___ Excerpt

W.W. Taylor v. Federal Savings and Loan Insurance Corporation

831 F.2d 1064

Unpublished Disposition
NOTICE: Sixth Circuit Rule 24(c) states that citation of unpublished dispositions is disfavored except for establishing res judicata, estoppel, or the law of the case and requires service of copies of cited unpublished dispositions of the Sixth Circuit.
W.W. TAYLOR, Plaintiff-Appellant,
v.
FEDERAL SAVINGS AND LOAN INSURANCE CORPORATION, Defendant-Appellee.

No. 86-5557.

United States Court of Appeals, Sixth Circuit.

Nov. 3, 1987.

Before KEITH, CORNELIA G. KENNEDY, and RYAN, Circuit Judges.

RYAN, Circuit Judge.

1

W. W. Taylor appeals the district court's dismissal of his countercomplaint for injunctive relief and money damages against the Federal Savings and Loan Insurance Corporation (FSLIC). The court dismissed Taylor's request for injunctive relief as moot, and the request for monetary relief as "subsumed in" a shareholder's derivative action Taylor had filed against the FSLIC concerning the same operative facts.

______

» **Set of tasks**:
**1.** Summarize the Taylor v. FSLIC court opinion in two sentences.
**2.** Rewrite the records starting at the line containing "Provide the mask of every instance of the crowd" and ending at the line containing "Target: crowd banner display", with "banner" changed to "sign" and nothing else altered.
The records have nothing to do with the court opinion.

___ Material for this task

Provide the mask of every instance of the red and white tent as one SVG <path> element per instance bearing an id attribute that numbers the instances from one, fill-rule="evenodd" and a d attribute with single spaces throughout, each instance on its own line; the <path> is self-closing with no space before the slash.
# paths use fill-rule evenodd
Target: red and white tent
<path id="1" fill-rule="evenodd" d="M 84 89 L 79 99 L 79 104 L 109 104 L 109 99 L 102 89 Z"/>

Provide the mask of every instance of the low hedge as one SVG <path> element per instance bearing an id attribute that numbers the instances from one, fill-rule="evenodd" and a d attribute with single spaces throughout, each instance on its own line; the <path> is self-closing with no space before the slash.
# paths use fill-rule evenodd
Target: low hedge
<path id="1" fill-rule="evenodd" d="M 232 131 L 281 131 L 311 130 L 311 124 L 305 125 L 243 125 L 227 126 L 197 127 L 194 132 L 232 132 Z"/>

______
___ Material for this task

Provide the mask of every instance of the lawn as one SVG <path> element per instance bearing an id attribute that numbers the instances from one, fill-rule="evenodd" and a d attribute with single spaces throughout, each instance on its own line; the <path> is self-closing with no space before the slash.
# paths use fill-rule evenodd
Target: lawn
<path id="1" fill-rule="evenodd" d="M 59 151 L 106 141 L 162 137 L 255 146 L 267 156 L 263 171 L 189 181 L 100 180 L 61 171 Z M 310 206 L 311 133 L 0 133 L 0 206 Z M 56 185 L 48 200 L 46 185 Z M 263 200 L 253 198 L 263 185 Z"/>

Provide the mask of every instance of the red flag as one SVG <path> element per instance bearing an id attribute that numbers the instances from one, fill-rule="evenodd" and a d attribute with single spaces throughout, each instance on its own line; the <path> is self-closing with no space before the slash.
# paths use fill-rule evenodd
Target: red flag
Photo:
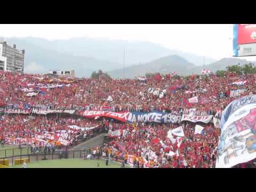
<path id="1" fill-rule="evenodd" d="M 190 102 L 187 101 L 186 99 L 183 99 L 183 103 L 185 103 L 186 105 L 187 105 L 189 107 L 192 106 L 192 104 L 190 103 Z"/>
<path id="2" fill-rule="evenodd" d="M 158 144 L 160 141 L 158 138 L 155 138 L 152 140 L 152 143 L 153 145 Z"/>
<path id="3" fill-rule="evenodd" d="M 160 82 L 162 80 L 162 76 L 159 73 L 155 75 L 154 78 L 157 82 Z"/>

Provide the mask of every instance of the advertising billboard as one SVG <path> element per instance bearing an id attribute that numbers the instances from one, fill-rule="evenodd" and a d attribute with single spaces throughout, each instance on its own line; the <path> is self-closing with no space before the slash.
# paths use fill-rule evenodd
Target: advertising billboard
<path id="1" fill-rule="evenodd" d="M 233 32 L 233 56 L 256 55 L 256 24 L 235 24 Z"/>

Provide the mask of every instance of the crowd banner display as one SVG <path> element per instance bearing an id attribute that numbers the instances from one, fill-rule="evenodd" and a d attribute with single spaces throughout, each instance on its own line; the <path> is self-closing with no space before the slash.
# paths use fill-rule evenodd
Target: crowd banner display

______

» **Task answers**:
**1.** W. W. Taylor appealed to the Sixth Circuit after the district court dismissed his countercomplaint against the Federal Savings and Loan Insurance Corporation (FSLIC) for injunctive relief and money damages. The district court had found the request for injunctive relief moot and the request for money "subsumed in" a shareholder's derivative action that Taylor had filed against the FSLIC over the same operative facts.

**2.**
Provide the mask of every instance of the crowd sign display as one SVG <path> element per instance bearing an id attribute that numbers the instances from one, fill-rule="evenodd" and a d attribute with single spaces throughout, each instance on its own line; the <path> is self-closing with no space before the slash.
# paths use fill-rule evenodd
Target: crowd sign display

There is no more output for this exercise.